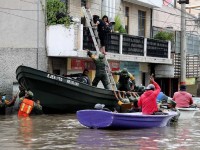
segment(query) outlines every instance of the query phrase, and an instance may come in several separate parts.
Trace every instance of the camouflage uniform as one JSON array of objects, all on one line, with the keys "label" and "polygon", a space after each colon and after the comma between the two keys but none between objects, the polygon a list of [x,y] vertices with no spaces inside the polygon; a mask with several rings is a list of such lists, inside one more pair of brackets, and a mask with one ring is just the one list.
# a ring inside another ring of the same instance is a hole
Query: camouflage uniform
[{"label": "camouflage uniform", "polygon": [[[117,83],[117,89],[120,91],[130,91],[131,86],[135,85],[135,78],[134,76],[128,72],[126,68],[121,71],[113,72],[114,75],[119,75],[119,81]],[[130,80],[132,82],[130,82]]]},{"label": "camouflage uniform", "polygon": [[28,98],[29,100],[32,100],[34,101],[34,105],[33,105],[33,109],[30,113],[30,115],[41,115],[43,114],[43,110],[42,110],[42,106],[40,105],[40,102],[39,100],[33,100],[33,93],[31,91],[26,91],[25,92],[25,96],[24,97],[21,97],[18,102],[18,110],[20,108],[20,105],[22,103],[22,101],[24,100],[24,98]]},{"label": "camouflage uniform", "polygon": [[96,87],[99,81],[101,81],[105,89],[111,89],[106,74],[106,64],[104,62],[105,56],[103,54],[99,54],[99,57],[95,58],[95,56],[90,51],[88,51],[88,56],[92,58],[96,65],[96,74],[94,80],[92,81],[92,86]]}]

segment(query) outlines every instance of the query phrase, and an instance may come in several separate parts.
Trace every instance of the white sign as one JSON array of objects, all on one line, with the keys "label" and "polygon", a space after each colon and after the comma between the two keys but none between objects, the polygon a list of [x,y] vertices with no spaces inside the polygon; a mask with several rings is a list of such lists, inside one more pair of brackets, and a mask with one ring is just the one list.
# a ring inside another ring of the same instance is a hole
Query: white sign
[{"label": "white sign", "polygon": [[156,65],[155,75],[159,78],[173,78],[174,77],[174,66],[172,65]]}]

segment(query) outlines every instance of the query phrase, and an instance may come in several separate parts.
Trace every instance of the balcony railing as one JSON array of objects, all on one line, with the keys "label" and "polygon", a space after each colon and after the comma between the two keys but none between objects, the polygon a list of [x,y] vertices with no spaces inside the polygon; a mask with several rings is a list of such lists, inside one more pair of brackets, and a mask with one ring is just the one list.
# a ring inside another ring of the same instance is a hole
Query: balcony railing
[{"label": "balcony railing", "polygon": [[[83,49],[95,50],[88,28],[83,30]],[[110,53],[159,57],[170,59],[170,42],[139,36],[109,33],[106,36],[106,50]]]},{"label": "balcony railing", "polygon": [[[88,28],[63,25],[47,28],[47,55],[52,57],[87,57],[82,50],[94,50]],[[109,33],[106,36],[108,59],[172,64],[170,42],[139,36]]]}]

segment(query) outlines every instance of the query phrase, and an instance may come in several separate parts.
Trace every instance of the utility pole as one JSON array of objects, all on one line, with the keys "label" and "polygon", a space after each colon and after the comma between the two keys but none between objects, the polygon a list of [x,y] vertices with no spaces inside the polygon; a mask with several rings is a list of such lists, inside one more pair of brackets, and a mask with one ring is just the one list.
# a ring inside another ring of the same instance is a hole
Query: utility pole
[{"label": "utility pole", "polygon": [[38,69],[38,63],[39,63],[39,38],[40,38],[40,0],[37,1],[37,69]]},{"label": "utility pole", "polygon": [[181,4],[181,81],[180,85],[186,82],[186,25],[185,25],[185,3]]},{"label": "utility pole", "polygon": [[181,4],[181,81],[180,85],[186,84],[186,9],[185,5],[189,4],[189,0],[179,0]]}]

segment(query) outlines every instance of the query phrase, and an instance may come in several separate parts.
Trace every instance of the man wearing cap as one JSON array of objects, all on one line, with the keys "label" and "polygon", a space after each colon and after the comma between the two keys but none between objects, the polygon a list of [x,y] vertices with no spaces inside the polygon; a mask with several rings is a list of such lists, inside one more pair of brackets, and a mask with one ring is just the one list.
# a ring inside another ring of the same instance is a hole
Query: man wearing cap
[{"label": "man wearing cap", "polygon": [[173,100],[179,108],[190,107],[193,104],[192,95],[186,92],[186,85],[180,85],[180,90],[174,93]]},{"label": "man wearing cap", "polygon": [[152,77],[150,78],[150,83],[138,100],[138,106],[142,108],[142,113],[146,115],[152,115],[158,111],[156,98],[160,92],[160,86]]},{"label": "man wearing cap", "polygon": [[19,103],[19,117],[28,117],[32,113],[41,114],[42,106],[40,102],[34,102],[33,100],[33,92],[26,91],[24,99]]},{"label": "man wearing cap", "polygon": [[75,73],[75,74],[70,74],[70,75],[64,75],[65,77],[77,77],[77,80],[90,85],[90,78],[88,77],[89,70],[84,69],[83,73]]},{"label": "man wearing cap", "polygon": [[128,72],[127,68],[123,68],[121,71],[111,71],[114,75],[119,75],[117,83],[117,89],[120,91],[130,91],[135,86],[134,76]]},{"label": "man wearing cap", "polygon": [[90,51],[87,52],[87,55],[92,58],[96,66],[96,74],[94,80],[92,81],[92,86],[96,87],[99,81],[101,81],[105,89],[111,89],[106,73],[106,64],[104,61],[105,56],[103,54],[99,54],[99,57],[96,58]]}]

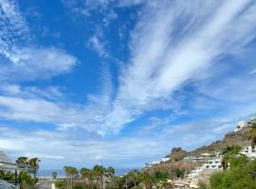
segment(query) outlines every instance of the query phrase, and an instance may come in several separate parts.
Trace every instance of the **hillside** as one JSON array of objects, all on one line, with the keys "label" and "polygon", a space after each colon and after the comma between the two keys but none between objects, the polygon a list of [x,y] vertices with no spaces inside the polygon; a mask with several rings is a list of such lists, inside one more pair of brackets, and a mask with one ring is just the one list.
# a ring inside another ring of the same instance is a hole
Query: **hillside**
[{"label": "hillside", "polygon": [[223,140],[218,140],[211,143],[209,146],[198,147],[192,151],[185,151],[181,147],[174,147],[170,154],[166,157],[172,158],[173,160],[182,160],[185,156],[196,156],[201,153],[210,153],[212,151],[221,151],[226,146],[238,145],[241,146],[248,146],[247,141],[248,128],[245,128],[237,132],[229,132],[225,135]]}]

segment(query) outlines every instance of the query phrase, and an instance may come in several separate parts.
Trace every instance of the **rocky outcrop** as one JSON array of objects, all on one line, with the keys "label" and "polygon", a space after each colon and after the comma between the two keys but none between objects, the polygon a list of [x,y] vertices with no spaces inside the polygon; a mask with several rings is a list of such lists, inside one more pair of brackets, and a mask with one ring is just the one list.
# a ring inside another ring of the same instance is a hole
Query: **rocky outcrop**
[{"label": "rocky outcrop", "polygon": [[188,152],[183,150],[181,147],[174,147],[170,155],[167,155],[166,158],[171,158],[174,161],[179,161],[185,158],[188,155]]},{"label": "rocky outcrop", "polygon": [[223,140],[218,140],[211,143],[209,146],[204,146],[195,150],[190,151],[188,155],[196,156],[201,153],[210,153],[212,151],[222,151],[222,149],[227,146],[238,145],[240,146],[248,146],[250,143],[247,140],[247,132],[249,129],[245,128],[237,132],[229,132],[225,135]]}]

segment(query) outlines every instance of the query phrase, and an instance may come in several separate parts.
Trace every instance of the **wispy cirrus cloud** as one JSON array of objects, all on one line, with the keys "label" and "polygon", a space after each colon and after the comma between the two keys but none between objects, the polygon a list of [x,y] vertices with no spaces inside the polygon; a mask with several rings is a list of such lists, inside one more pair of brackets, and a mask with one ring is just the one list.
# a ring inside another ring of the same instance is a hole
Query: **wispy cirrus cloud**
[{"label": "wispy cirrus cloud", "polygon": [[38,46],[15,1],[0,1],[0,80],[46,79],[67,73],[77,59],[56,47]]},{"label": "wispy cirrus cloud", "polygon": [[120,77],[108,124],[121,129],[154,101],[169,99],[222,57],[242,50],[255,38],[255,10],[249,0],[149,3],[133,32],[131,65]]}]

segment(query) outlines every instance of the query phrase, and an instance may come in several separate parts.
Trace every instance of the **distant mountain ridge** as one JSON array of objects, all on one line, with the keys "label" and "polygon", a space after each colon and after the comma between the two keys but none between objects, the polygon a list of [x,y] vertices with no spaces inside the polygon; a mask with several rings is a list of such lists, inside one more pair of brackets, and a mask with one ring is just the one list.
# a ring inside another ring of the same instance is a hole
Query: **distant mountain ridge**
[{"label": "distant mountain ridge", "polygon": [[174,161],[179,161],[186,156],[199,156],[202,153],[218,152],[227,146],[238,145],[241,146],[249,146],[250,142],[247,140],[247,132],[249,128],[246,127],[238,131],[231,131],[225,135],[223,140],[218,140],[209,146],[198,147],[192,151],[185,151],[181,147],[174,147],[170,154],[166,157]]}]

=== EXERCISE DETAILS ===
Pick out every line in the items above that contains the word "white", and copy each of those lines in full.

=== RESPONSE ===
Trace every instance of the white sign as one JSON array of objects, all on one line, with the keys "label" and "polygon", a space after each colon and after the comma between the two keys but none between objects, the polygon a list of [x,y] vertices with no spaces inside the polygon; a mask with several rings is a list of such lists, inside one more pair of brackets, and a mask with one ring is just the one list.
Query: white sign
[{"label": "white sign", "polygon": [[156,65],[155,75],[159,78],[173,78],[174,77],[174,66],[172,65]]}]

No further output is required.